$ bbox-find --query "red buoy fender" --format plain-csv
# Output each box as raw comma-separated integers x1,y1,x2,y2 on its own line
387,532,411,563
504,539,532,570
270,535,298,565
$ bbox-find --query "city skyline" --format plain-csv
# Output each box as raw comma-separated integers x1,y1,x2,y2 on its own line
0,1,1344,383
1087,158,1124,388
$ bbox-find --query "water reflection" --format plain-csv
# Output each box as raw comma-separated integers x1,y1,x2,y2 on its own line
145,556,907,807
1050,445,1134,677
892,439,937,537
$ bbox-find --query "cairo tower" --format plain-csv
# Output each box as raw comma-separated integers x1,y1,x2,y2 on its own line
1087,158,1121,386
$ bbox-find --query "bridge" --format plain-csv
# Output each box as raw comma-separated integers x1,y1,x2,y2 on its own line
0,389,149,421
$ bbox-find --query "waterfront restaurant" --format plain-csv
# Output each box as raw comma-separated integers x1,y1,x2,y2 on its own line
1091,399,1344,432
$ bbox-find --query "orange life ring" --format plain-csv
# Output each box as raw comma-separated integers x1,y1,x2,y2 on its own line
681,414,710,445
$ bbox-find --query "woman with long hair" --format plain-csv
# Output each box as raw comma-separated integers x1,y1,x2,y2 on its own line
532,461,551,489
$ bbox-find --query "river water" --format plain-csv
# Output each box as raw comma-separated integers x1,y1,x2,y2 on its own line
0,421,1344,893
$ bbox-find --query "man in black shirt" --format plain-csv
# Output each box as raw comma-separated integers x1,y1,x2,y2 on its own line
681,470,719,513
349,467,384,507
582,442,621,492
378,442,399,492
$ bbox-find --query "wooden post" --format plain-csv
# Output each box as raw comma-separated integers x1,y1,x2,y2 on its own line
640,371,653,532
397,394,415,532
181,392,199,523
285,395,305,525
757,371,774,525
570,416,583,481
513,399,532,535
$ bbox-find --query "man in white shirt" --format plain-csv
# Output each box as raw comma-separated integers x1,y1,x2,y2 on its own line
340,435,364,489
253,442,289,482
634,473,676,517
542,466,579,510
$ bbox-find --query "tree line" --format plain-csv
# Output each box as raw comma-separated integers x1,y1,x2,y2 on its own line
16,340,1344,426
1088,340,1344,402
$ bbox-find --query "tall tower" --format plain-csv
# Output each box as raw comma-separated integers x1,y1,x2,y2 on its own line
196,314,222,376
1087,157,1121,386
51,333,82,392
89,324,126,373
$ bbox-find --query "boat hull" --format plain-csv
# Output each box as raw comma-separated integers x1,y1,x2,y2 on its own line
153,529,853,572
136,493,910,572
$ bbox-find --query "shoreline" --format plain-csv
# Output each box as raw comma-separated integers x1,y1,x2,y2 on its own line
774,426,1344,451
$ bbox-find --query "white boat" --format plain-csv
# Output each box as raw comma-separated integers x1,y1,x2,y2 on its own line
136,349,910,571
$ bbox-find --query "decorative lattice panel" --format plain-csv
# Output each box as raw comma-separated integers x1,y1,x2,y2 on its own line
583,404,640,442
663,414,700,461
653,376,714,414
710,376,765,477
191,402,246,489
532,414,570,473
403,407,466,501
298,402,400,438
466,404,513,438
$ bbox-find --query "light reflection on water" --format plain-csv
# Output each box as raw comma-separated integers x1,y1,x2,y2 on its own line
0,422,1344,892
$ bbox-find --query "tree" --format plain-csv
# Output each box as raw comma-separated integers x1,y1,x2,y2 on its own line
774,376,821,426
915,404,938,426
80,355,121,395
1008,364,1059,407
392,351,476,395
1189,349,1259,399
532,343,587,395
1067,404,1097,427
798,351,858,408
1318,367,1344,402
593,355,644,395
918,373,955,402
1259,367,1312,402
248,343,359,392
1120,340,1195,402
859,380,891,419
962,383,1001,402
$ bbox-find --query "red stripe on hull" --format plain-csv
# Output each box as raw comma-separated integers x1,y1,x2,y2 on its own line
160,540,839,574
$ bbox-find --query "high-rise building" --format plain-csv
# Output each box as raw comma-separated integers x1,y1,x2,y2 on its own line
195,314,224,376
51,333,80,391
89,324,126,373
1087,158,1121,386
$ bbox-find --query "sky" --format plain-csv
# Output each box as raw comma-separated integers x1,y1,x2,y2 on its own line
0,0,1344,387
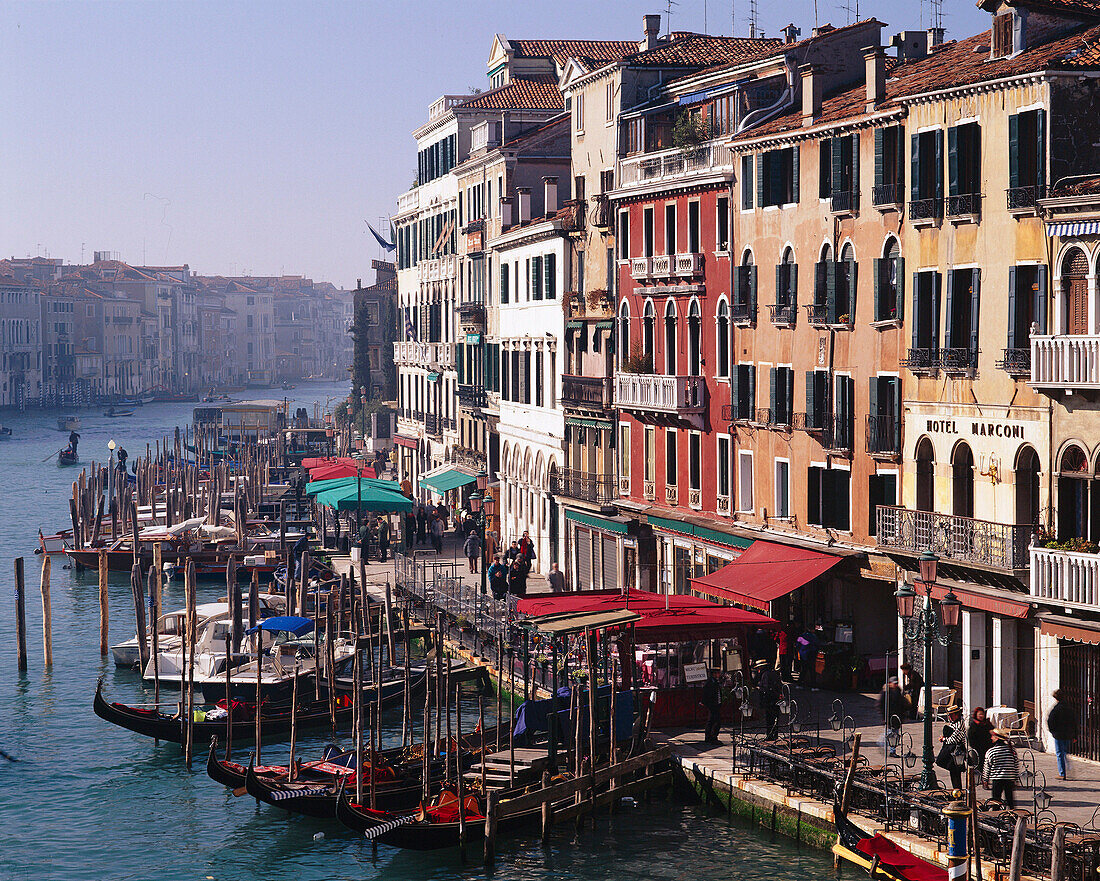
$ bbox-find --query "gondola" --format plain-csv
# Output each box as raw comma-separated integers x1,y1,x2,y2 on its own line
92,680,352,744
833,804,947,881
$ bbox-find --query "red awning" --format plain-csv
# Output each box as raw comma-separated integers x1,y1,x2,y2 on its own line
518,591,779,643
1038,615,1100,646
691,540,840,610
932,584,1031,618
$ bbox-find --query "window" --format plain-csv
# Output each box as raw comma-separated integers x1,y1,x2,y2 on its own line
769,367,794,426
741,153,752,211
942,269,981,371
947,122,981,217
757,146,799,208
1009,109,1046,209
871,125,905,206
806,466,851,532
909,129,944,220
737,450,756,514
714,196,729,251
776,459,791,520
867,474,898,536
875,236,905,321
714,299,729,376
729,364,756,422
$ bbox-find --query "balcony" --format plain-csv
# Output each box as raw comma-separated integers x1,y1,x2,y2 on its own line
561,374,612,410
615,373,706,415
1031,335,1100,392
997,349,1031,376
459,385,485,409
617,141,734,189
876,505,1032,573
550,469,618,505
867,416,901,458
1031,548,1100,612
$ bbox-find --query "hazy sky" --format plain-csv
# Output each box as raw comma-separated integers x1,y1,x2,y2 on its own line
0,0,988,286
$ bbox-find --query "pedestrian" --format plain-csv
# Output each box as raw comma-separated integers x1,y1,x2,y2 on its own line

▶ _SHORT PROBLEM_: Can you update the rows from the top, stopping after the line containing "1087,158,1124,388", so that every "bbox-find" becomes "bbox-search" and nothing else changes?

▶ _WRITTEN RESPONSE_:
$ bbox-search --query "red buoy fender" --format plain-csv
# Output each box as raw comma-separated integers x1,y1,x2,y2 on its own line
387,532,411,563
504,539,532,570
270,535,298,565
$ bbox-search --query "city skyline" --format plain-csv
# Output each box as raw comma-separated integers x1,y1,x2,y2 on its own line
0,1,1344,383
1087,158,1124,388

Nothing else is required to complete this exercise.